Vorliegender Text:

____________________

Er ist derzeit der wichtigste deutsche Gewerkschafter: In der Kohlekommission streitet Michael Vassiliadis, Chef der IG BCE, mit großem Einsatz für hohe Entschädigungen – und möglichst geringe Klimavorgaben.

ls am Dienstagabend im Kanzleramt bis in die Nacht über den Kohleausstieg verhandelt wird, ist Michael Vassiliadis nicht persönlich vor Ort – weder bei den gut 20 Pro-Braunkohle-Demonstranten, die draußen in der Kälte stehen und versuchen, neben den weitaus zahlreicheren UmweltaktivistInnen wahrgenommen zu werden, noch beim Abendessen, zu dem Angela Merkel die Ministerpräsidenten der Kohleländer, die Vorsitzenden der Kohlekommission und das halbe Bundeskabinett eingeladen hat. Doch seine Argumente sind trotzdem allgegenwärtig. Denn Michael Vassiliadis ist derzeit der einflussreichste Akteur in den Verhandlungen über die Zukunft der Kohleregionen. „Ich habe nur eine Stimme in der Kommission“, verkündete er vor einer Weile selbstbewusst, „aber viele Freunde.“

Seit zehn Jahren ist der Sohn eines griechischen Gastarbeiters und einer deutschen Mutter Vorsitzender der Industriegewerkschaft Bergbau, Chemie, Energie (IG BCE), der mit rund 350.000 Mitgliedern drittgrößten deutschen Gewerkschaft. Von denen arbeitet zwar nur ein Bruchteil in der Kohlebranche – Kraftwerke und Tagebaue beschäftigen insgesamt nur noch knapp 20.000 Menschen. Doch für die zeigt Vassiliadis derzeit vollen Einsatz.

____________________

Zeilen des Datensatzes:
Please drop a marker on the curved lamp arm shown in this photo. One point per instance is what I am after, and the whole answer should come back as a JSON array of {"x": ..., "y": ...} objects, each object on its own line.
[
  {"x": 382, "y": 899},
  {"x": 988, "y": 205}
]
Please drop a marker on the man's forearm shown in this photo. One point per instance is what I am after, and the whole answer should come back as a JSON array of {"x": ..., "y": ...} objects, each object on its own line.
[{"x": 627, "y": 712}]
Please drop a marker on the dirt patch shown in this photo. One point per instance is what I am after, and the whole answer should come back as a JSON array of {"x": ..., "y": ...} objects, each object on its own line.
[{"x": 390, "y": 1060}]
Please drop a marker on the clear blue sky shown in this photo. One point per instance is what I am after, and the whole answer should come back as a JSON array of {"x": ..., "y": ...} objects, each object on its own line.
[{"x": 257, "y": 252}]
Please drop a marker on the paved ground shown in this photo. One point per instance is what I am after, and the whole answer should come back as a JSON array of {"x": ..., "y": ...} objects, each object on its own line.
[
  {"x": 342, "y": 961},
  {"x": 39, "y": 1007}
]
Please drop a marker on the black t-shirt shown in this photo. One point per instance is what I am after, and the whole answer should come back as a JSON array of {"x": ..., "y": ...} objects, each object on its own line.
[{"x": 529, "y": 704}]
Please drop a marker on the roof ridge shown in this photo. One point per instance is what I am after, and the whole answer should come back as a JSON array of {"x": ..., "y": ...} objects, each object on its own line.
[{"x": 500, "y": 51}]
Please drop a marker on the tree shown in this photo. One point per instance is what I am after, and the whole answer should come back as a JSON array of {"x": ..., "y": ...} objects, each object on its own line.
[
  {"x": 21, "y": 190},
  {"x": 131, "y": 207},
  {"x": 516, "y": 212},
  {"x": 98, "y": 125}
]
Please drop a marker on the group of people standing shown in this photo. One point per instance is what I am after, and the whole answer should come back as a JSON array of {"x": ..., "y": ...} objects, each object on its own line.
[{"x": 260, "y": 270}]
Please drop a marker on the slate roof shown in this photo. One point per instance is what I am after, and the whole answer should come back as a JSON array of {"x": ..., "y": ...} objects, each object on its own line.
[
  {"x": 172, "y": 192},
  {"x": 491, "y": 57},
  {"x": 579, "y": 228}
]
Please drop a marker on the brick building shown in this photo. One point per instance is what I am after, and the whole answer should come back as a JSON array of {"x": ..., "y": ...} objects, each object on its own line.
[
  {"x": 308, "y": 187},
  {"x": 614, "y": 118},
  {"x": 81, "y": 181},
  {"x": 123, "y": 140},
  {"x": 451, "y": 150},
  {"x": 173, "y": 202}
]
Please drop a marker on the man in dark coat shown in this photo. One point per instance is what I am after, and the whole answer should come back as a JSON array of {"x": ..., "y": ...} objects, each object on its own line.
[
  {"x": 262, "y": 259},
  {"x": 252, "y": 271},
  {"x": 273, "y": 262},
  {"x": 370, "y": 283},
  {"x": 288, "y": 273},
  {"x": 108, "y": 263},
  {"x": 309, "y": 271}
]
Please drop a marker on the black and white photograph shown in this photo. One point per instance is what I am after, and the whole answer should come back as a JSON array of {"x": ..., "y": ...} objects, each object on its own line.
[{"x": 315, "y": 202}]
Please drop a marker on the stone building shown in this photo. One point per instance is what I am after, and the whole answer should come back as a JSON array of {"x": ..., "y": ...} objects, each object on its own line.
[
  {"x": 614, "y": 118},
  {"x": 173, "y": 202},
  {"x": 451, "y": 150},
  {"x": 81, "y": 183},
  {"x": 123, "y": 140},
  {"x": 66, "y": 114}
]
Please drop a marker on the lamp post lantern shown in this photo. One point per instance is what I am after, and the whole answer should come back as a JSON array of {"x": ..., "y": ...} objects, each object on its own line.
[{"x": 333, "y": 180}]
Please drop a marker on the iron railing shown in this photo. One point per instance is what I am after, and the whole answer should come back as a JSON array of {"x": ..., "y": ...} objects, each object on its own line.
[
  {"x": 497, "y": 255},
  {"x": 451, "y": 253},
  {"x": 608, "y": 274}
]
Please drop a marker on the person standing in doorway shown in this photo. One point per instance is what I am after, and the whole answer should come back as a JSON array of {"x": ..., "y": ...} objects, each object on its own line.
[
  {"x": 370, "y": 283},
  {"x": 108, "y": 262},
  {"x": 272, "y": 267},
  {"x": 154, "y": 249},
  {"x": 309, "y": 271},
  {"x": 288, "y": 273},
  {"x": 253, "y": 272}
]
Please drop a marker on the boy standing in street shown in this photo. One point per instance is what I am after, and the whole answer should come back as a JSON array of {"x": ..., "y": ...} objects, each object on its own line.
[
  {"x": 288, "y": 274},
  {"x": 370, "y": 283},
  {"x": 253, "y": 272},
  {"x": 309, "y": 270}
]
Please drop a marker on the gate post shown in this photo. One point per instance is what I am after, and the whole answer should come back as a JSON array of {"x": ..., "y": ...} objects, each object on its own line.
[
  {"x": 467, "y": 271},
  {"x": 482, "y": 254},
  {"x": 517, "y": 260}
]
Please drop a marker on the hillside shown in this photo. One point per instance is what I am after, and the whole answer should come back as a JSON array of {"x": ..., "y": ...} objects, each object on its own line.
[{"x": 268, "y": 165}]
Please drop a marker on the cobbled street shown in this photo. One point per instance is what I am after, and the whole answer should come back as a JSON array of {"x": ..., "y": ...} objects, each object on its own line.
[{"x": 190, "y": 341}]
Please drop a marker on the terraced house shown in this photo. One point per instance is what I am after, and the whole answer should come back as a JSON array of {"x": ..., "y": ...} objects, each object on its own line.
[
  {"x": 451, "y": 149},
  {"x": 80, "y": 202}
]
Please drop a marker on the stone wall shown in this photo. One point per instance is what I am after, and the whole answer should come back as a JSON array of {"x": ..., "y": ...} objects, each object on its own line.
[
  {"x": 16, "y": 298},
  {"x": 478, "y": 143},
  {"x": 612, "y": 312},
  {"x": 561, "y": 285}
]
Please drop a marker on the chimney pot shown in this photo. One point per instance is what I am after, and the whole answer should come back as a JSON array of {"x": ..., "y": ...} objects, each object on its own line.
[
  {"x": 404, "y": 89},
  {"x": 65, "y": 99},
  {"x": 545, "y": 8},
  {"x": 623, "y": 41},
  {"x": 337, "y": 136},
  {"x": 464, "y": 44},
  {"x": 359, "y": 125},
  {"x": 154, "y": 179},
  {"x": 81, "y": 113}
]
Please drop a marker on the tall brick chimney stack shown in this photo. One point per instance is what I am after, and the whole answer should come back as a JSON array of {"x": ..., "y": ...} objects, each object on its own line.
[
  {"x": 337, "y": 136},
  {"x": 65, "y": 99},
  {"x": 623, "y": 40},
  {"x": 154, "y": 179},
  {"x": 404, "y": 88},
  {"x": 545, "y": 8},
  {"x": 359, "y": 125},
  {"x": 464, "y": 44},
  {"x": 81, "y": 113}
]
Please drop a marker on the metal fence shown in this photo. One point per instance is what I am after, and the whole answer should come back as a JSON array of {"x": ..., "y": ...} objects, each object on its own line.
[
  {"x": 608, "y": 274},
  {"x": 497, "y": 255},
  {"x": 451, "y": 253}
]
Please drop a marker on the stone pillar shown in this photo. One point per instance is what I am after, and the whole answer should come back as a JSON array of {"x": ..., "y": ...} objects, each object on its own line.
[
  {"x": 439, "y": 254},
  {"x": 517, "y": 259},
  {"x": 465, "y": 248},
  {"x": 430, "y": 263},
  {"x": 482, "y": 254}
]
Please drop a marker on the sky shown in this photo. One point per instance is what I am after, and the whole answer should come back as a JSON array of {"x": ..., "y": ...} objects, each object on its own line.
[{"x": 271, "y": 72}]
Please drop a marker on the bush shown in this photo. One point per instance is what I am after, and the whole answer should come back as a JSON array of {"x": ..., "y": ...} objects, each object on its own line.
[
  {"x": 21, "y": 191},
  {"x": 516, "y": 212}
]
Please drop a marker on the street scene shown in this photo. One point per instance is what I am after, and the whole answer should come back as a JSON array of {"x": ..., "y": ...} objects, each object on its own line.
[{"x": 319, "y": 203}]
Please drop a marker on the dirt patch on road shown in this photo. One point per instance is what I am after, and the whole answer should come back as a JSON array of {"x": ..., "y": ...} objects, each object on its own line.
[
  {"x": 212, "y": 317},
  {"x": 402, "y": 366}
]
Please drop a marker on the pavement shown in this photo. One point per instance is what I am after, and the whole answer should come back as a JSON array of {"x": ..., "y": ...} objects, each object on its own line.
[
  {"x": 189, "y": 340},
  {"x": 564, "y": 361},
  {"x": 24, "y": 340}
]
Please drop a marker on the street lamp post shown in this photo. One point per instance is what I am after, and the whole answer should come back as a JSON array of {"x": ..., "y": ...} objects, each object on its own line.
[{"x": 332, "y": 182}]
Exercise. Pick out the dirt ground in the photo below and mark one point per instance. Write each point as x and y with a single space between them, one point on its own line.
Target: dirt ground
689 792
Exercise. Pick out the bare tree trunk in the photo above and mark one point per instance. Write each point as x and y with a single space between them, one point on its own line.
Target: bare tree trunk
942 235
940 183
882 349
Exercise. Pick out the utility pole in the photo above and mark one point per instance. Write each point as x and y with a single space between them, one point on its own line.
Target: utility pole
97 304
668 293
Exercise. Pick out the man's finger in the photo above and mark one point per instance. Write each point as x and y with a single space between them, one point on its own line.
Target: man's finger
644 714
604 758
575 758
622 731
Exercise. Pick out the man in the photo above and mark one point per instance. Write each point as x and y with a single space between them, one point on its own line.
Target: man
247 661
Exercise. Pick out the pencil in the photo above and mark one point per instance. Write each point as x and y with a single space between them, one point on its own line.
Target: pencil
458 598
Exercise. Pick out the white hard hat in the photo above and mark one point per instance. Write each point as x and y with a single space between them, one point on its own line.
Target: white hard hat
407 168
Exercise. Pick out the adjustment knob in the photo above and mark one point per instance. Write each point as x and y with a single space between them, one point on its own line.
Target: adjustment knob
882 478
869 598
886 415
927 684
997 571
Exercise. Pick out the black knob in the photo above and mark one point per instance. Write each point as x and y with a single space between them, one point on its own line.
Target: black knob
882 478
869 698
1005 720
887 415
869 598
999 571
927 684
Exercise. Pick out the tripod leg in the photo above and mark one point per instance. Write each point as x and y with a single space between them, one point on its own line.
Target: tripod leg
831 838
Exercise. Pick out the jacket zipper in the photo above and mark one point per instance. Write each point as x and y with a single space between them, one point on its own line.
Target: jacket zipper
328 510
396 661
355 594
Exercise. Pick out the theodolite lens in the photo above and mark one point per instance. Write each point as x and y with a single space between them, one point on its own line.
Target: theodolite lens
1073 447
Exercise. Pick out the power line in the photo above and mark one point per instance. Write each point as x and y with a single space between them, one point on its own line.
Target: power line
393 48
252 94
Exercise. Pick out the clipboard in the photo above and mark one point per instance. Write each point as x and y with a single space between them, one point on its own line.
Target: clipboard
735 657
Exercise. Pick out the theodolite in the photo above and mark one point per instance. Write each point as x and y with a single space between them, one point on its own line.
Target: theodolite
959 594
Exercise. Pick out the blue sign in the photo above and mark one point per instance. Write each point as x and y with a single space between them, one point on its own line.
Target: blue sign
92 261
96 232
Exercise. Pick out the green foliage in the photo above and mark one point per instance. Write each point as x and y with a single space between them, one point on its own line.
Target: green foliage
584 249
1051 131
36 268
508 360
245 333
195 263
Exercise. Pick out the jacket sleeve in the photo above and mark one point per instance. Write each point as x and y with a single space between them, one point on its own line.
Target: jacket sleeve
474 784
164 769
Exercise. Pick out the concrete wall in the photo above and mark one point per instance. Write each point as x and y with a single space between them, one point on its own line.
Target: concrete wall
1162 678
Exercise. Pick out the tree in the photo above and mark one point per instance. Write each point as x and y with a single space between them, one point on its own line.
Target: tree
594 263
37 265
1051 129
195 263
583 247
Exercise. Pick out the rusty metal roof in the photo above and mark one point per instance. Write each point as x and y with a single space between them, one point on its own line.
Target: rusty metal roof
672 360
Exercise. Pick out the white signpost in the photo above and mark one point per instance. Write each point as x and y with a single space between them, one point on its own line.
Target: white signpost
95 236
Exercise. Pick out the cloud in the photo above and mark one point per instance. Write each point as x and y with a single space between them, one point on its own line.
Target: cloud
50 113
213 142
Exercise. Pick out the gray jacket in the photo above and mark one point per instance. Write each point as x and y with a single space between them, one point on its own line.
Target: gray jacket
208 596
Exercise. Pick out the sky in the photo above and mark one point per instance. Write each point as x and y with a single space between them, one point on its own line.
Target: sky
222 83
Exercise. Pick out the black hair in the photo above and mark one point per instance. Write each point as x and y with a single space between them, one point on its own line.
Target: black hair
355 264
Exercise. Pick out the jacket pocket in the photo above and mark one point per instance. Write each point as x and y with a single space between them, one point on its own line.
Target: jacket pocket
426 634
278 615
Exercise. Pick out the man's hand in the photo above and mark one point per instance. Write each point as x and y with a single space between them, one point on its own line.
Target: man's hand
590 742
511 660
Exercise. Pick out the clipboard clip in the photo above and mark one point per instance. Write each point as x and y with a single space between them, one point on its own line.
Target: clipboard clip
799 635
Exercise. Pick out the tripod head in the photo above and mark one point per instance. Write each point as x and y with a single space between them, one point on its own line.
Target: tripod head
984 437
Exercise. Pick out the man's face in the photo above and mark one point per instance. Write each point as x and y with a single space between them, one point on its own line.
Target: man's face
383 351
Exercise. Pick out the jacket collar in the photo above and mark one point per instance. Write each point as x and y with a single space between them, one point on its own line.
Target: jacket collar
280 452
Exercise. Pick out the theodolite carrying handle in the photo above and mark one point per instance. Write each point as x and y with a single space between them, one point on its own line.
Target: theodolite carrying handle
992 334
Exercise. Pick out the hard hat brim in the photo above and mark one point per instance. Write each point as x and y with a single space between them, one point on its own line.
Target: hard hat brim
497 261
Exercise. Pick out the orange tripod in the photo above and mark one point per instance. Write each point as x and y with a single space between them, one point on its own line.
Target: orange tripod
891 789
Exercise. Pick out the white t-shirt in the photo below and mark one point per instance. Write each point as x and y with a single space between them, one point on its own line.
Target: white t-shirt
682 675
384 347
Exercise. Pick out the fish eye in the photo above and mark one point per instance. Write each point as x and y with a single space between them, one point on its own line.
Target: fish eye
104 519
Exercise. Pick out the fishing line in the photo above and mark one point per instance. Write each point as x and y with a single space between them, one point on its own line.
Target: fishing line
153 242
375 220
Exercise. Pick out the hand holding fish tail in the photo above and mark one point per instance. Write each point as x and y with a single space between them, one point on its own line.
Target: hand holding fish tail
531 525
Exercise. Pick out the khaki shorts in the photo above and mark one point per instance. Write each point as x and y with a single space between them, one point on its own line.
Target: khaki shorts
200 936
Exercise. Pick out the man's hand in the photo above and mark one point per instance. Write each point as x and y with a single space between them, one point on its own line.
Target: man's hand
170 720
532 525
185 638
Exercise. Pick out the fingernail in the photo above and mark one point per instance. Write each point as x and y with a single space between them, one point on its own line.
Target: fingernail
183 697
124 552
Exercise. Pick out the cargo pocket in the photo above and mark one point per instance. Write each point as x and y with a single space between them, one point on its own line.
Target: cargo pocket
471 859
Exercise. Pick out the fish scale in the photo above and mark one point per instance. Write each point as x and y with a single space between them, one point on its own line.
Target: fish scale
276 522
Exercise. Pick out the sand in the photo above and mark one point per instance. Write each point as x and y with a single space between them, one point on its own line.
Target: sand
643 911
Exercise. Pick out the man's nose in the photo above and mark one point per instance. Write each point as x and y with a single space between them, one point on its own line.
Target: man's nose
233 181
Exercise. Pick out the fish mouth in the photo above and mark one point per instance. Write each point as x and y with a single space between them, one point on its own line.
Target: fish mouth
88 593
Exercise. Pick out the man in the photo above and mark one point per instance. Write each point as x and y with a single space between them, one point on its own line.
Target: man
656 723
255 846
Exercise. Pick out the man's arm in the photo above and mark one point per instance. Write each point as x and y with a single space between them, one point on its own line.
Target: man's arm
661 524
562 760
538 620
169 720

____________________

Aufgabenstellung:
Beantworten Sie mithilfe des Textes über Michael Vassiliadis diese Fragen:
(a) Wer hat zum Abendessen im Kanzleramt eingeladen?
(b) Wie viele Mitglieder hat die IG BCE ungefähr?
(c) Wie viele Menschen beschäftigen Kraftwerke und Tagebaue insgesamt noch?
Die Zeilen des Datensatzes werden hier nicht gebraucht.

Erwartete Antwort:
(a) Angela Merkel
(b) rund 350.000
(c) knapp 20.000